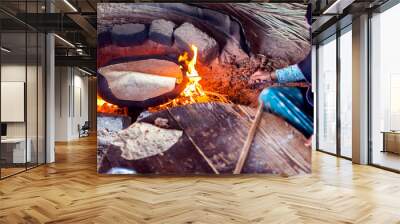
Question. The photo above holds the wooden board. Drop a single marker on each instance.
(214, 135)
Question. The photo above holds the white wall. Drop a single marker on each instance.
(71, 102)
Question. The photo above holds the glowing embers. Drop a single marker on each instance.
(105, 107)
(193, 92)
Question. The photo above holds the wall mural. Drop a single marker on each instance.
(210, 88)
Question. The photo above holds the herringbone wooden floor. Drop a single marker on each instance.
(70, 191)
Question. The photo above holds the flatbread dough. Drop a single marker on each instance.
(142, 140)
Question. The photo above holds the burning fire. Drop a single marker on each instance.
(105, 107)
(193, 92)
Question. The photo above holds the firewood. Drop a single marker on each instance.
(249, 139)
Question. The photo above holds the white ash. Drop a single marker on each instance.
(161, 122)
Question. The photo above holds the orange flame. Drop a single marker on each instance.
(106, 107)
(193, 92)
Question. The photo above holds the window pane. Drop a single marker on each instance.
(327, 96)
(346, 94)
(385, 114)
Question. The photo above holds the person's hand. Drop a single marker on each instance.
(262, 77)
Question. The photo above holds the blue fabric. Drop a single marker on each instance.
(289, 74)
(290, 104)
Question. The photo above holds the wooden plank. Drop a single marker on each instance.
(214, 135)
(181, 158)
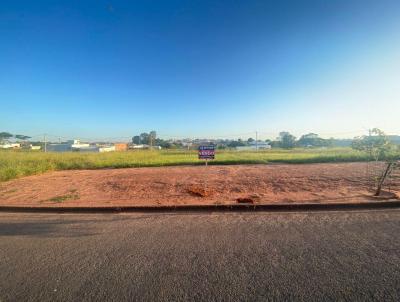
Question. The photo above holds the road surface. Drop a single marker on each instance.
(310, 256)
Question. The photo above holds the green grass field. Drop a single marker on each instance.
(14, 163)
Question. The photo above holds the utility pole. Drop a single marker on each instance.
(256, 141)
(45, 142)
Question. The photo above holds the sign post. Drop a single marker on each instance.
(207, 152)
...
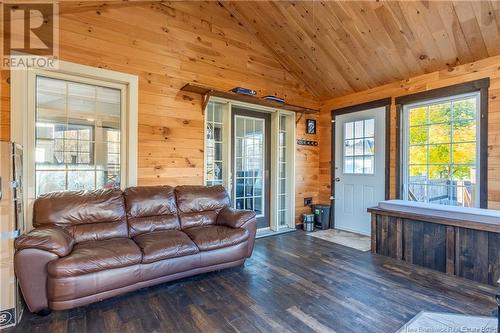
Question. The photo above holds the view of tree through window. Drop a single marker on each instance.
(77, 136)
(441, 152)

* _Instructions for the task_
Please list every line of the listing that contains the string "wooden", copying each one in full. Case counts.

* _Problem solution_
Question. The photo above holds the wooden board. Drop a single marker on each instance.
Question. The photo above holds the herringbone wooden floor. Drop a single marker on each instance.
Question. The photo above holds the wooden plank. Drop a single marker on each instance.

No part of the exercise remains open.